### Passage for review:
"""

100 Black Girls Go to Yale
A hundred Black girls, students from Newark, East Orange and Hillside, NJ, traveled to Yale University
A hundred Black girls, students from Newark, East Orange and Hillside, New Jersey, traveled to Yale University as part of the Be the Changemakers program which was hosted again this year by Seton Hall University and is part of the expanded East Orange Summer Work Experience Program.
The trip to Yale, which was themed "You Belong in the Room," was sponsored by the East Orange Mayor’s Office of Employment and Training, the Newark Office of Violence Prevention and Trauma Recovery and the Hillside Innovation Academy.
Black Girls Go To Yale was led by Yale School of Public Health Professor Ijeoma Opara through her Dreamer Girl Project, an NIH funded initiative designed to empower and support young Black girls in their pursuit of higher education and well being; Dr. Jamila T. Davis, the Community Practitioner in Residence for Seton Hall’s Center for Community Research and Engagement and Angelo Pinto, Esq., Community Activist in Residence at the Yale School of Public Health and an adjunct professor at Seton Hall’s Public Administration program. Davis and Pinto lead Be the Changemakers.
At Yale, the students were welcomed and led by Yale student guides for a campus tour and took part in motivational and affirmation workshops with a number of successful Black women.
Dr. Kelly Williams, the Director of Educational Support Services and Parent Relations for the East Orange School District, gave each girl a set of her affirmation cards, “The ABC's of Social Emotional Learning for Black girls,” and challenged the young women to “go after your dreams and know that you belong in any room you choose to enter.”
Dr. Opara recounted for the young women her own journey as the child of Nigerian immigrants who lived in Jersey City, New Jersey – and how both her parents died from disease by the time she was 23 years old. “I brought you here today because I want you to know that you can do it,” she told the young women. “I did it. My mother died when I was 17 years old and my father died a few years afterwards. It made me want to understand the dynamics and disparities of public health; understand why my parents passed so young; understand why Black people in America die younger and at greater rates than white people. And now, with these NIH grants and the Dreamer Girl projects we’re working on answers – and solutions. And you, the next generation of Black women’s success, are part of that solution.”

"""

### Data listing:

"""

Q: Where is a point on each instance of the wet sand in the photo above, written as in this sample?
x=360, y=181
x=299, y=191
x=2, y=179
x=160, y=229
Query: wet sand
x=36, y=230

"""

### Questions:
**A.** In the article about the Yale trip, reproduce word for word the passage from "The trip to" up to and including "Hillside Innovation Academy.".
**B.** According to the article about the Yale trip, what was the trip's theme?
Rely only on the article about the Yale trip, not on the records.

### Response list:
**A.**
The trip to Yale, which was themed "You Belong in the Room," was sponsored by the East Orange Mayor’s Office of Employment and Training, the Newark Office of Violence Prevention and Trauma Recovery and the Hillside Innovation Academy.

**B.** "You Belong in the Room."